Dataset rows

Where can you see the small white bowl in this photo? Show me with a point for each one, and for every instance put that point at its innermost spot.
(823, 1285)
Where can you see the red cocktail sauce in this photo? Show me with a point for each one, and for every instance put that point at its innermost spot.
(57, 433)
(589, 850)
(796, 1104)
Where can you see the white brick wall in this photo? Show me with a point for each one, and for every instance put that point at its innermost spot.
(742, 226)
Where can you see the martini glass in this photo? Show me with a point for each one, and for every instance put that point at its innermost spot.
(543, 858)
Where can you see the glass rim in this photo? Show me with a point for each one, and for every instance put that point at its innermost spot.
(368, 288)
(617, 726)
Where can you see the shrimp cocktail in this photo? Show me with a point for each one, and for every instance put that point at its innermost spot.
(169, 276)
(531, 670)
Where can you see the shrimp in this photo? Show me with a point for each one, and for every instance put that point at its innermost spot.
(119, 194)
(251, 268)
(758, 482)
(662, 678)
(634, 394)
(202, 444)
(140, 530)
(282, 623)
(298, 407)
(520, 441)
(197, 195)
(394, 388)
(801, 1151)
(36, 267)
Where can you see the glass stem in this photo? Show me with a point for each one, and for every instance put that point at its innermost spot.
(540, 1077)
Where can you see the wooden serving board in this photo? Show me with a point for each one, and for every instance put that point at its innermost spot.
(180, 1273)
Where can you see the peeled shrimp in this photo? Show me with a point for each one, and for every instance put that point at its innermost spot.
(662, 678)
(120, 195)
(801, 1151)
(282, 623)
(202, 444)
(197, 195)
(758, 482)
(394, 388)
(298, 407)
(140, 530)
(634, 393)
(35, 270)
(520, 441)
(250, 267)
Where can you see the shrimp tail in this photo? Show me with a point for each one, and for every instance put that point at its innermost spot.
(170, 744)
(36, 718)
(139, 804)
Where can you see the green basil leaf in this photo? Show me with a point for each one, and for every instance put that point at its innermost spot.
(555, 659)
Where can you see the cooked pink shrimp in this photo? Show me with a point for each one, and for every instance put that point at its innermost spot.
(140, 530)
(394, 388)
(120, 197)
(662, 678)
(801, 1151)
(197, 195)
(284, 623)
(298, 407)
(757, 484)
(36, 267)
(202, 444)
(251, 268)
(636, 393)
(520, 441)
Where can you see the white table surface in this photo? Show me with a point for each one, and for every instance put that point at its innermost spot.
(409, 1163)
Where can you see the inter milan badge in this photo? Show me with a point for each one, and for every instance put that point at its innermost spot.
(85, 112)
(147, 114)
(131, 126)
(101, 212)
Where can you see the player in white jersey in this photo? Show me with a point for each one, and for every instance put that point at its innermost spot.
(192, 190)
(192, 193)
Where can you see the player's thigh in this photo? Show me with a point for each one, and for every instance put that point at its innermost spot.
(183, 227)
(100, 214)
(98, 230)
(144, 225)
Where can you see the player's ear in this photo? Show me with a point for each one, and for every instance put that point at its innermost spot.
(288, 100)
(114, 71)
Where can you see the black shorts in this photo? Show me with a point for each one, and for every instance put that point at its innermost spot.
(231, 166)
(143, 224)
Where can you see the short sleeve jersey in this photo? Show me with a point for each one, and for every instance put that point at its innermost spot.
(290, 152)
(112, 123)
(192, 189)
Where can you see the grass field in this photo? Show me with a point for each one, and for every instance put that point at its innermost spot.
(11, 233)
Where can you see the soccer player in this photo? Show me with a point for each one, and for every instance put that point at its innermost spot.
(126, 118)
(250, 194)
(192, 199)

WRITTEN INSTRUCTION
Output all of the rows above verbatim, with no changes.

EXERCISE OUTPUT
Where can you see the small white bowl in this photo? Show me with a point for each one, and for every instance put that point at its innermost spot.
(823, 1285)
Where can you see the red cocktail sauce in this photo? Show me with a point for each one, and for every instance put that point at its innermost spot.
(57, 433)
(589, 850)
(796, 1104)
Where can you see the white brick wall in this photo? Show me with a point for each one, and for every instance put that point at its innermost spot.
(742, 226)
Where can you see the martini glass in this photo? Show me with a point for each one, and for every instance put that point at its innermost spot.
(543, 858)
Where can you see the glass rim in this photo? Show me with a point for each one, and for every instance put that point at its innermost spot.
(368, 288)
(617, 726)
Where can you see the shrimp cocktail in this photo? Show me with a point for each one, and for every instance put that point at its innermost spot.
(169, 276)
(531, 670)
Where can you see the shrimp in this photo? Show me with a point for each one, and for every instance put that point at its innermost spot.
(119, 194)
(251, 268)
(758, 482)
(662, 678)
(634, 394)
(202, 444)
(140, 530)
(282, 623)
(298, 407)
(520, 441)
(197, 195)
(394, 388)
(801, 1151)
(36, 267)
Where can you see the glass stem in this photo? Show me with a point for each one, and for every instance put that point at its innermost spot.
(540, 1077)
Where can you see the wooden serving board in this photo? Show me with a point for each one, and for every instance put that point at its innermost spot.
(180, 1273)
Where can you see the peeled shrimp in this photo? Show me with a point for each one, and for every instance put that point at its innermost spot.
(662, 678)
(120, 195)
(801, 1151)
(282, 623)
(202, 444)
(197, 195)
(758, 482)
(394, 388)
(298, 407)
(140, 530)
(634, 393)
(35, 270)
(520, 441)
(250, 267)
Where can you see the shrimp tail in this photo? Show me with a point for each one, and for every instance put that point at its innermost spot.
(170, 744)
(36, 718)
(139, 804)
Where can you see the green basil leaf in this photo? Show me with a point for each one, and for every instance put that point at its innermost spot.
(555, 659)
Where can you see the cooked pink shrimp in this photo? Show me with a point for each one, and for every instance put that point at its innermost spot.
(140, 530)
(394, 388)
(120, 197)
(662, 678)
(801, 1151)
(197, 195)
(284, 623)
(298, 407)
(757, 484)
(36, 267)
(202, 444)
(251, 268)
(636, 393)
(520, 441)
Where can you see the white table surface in this photo? Show me with a point for each one, and for every instance put that point at its innermost spot.
(409, 1163)
Where can you see the inter milan badge in this photo? Show me with a point for each one, and for every instance put that point at its innermost spot.
(85, 112)
(147, 114)
(131, 126)
(101, 212)
Where can you see the player in white jersey in this photo? Show me with a point for each one, and for every instance put that point at its innermost spot.
(192, 190)
(192, 193)
Where can you see the player's thigh in this photo? Show me with a point for each one, and for every instance put that point at its innermost spot.
(183, 227)
(100, 214)
(98, 230)
(144, 225)
Where can you see the player's ear in this photo? Show me with a point for each one, and for every instance put that point at its innermost spot.
(288, 100)
(114, 71)
Where can you see the black shorts in this photo? Show me with a point for each one, and for every instance put that point at its innermost spot.
(231, 166)
(143, 224)
Where can you see the short sleeve jersey in this photo? Show me with a point for each one, and for every instance put that point at its innermost spot.
(290, 152)
(112, 123)
(192, 189)
Where can you see the grass field in this photo? Show me with a point for each one, and for every instance put that point at its innermost spot.
(11, 233)
Where can you see the soccer player in this photo? Show me with a point for each one, and for every instance put that point at its innermost spot.
(126, 118)
(250, 194)
(192, 199)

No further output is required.